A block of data
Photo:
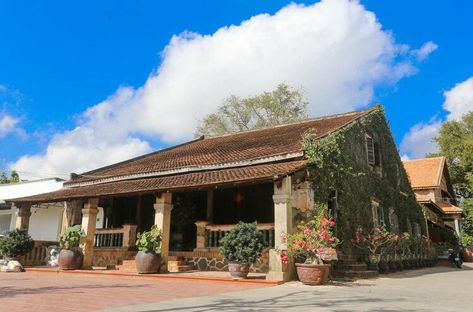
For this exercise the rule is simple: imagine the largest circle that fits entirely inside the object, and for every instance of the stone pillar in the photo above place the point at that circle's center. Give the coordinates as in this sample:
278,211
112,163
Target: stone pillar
457,227
89,219
23,215
72,214
282,224
162,219
201,237
129,235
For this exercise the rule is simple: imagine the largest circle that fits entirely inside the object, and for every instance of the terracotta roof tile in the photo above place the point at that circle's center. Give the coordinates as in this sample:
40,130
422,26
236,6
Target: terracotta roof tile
234,148
266,172
425,172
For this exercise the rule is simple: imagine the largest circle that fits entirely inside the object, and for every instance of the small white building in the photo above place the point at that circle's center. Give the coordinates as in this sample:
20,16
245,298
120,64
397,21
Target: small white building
46,219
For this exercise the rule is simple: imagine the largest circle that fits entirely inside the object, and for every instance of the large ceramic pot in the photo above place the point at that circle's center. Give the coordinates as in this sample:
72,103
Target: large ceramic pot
147,262
70,259
238,270
313,274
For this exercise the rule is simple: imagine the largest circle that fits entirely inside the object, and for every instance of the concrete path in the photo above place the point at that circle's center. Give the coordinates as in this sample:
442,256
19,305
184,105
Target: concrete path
432,289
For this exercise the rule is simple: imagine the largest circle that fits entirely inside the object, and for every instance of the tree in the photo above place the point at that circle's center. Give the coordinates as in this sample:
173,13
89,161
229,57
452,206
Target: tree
282,105
13,178
455,141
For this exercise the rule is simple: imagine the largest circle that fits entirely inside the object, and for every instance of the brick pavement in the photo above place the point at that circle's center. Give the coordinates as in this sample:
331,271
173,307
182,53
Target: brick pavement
33,291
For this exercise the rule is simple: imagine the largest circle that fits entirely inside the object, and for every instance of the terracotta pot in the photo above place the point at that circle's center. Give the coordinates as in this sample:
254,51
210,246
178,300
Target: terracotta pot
70,259
147,262
313,274
238,270
467,254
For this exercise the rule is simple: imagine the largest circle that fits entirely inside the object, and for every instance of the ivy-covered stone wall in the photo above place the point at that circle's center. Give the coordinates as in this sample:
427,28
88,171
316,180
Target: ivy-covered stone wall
339,162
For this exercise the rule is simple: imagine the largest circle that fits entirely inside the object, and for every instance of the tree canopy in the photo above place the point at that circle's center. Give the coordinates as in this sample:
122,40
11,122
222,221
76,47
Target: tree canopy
282,105
455,141
12,178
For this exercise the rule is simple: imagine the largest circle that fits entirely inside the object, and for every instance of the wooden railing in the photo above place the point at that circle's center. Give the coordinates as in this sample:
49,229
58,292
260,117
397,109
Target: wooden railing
39,255
209,235
115,237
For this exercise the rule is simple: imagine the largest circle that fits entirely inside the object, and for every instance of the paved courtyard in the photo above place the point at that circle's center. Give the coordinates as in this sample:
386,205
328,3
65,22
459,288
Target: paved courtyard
432,289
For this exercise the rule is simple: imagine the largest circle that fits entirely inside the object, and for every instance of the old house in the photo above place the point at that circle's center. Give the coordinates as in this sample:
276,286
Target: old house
430,181
198,190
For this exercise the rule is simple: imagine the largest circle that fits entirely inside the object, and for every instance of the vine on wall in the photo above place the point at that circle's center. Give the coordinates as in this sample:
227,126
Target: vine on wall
338,162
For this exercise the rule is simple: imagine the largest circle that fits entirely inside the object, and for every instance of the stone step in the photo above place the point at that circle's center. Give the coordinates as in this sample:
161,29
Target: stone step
350,267
355,274
180,268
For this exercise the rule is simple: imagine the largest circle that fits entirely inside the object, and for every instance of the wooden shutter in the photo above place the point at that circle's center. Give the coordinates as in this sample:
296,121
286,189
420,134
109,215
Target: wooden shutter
370,150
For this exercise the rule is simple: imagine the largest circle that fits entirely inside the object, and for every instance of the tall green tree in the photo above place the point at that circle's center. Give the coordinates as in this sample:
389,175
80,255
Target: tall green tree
455,141
282,105
12,178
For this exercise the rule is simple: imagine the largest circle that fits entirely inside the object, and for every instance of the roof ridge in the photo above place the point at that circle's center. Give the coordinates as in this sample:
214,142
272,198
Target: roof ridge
365,111
139,157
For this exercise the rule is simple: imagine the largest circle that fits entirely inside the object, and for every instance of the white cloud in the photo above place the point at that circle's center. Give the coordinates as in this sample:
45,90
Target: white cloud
419,140
8,124
458,101
425,50
335,50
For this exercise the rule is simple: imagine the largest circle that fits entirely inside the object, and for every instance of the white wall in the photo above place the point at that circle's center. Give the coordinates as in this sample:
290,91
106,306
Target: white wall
46,220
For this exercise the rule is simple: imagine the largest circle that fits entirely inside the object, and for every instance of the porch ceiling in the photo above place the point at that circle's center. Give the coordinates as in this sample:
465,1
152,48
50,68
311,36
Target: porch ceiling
172,182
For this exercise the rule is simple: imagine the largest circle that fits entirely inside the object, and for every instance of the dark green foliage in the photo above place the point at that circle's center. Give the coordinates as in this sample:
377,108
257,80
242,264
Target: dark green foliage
70,239
150,241
282,105
17,243
243,244
339,162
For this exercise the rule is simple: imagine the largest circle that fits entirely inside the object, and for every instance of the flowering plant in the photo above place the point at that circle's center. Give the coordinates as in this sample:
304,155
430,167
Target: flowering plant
314,242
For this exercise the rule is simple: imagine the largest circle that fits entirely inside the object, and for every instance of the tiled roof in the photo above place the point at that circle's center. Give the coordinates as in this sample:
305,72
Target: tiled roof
424,173
448,208
230,149
258,173
257,155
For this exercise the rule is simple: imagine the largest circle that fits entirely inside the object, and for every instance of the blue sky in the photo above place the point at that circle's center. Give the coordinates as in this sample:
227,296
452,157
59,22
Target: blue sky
60,58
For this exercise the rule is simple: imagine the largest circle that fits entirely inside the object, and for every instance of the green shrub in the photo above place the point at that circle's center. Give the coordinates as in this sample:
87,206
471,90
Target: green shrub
242,244
150,241
70,239
17,243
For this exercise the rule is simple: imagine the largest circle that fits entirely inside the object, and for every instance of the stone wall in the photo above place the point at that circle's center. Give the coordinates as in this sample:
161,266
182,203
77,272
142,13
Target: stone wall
109,256
213,261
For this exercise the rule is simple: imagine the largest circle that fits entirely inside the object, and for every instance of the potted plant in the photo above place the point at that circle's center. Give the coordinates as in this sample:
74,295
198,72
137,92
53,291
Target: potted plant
312,246
375,242
241,247
15,244
148,258
70,257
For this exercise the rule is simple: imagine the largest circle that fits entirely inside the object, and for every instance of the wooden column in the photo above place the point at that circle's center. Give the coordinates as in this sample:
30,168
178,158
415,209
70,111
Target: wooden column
72,214
162,219
23,215
89,217
282,225
210,205
138,214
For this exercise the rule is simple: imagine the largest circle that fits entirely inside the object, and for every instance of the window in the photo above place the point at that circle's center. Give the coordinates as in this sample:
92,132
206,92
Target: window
393,221
373,151
332,203
370,150
409,226
378,214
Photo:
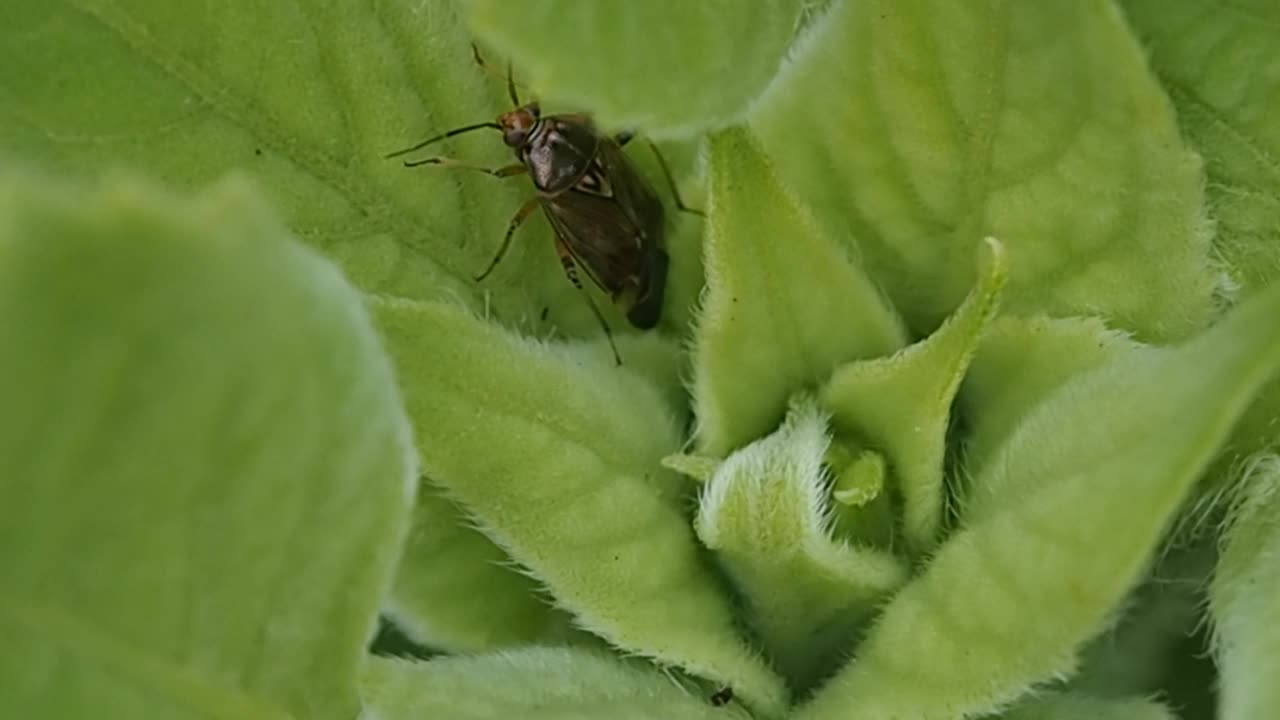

Short task: Pull out every line of the material above that contains the word "ridge", and copy each line unchanged.

Result of this task:
For this exercise the rule is simple: imagine the largest circle that fits entirely inside the object, and for every instance of the roof ridge in the photo above place the point at that circle's center. Give the coordinates as in this sample:
Target: roof ridge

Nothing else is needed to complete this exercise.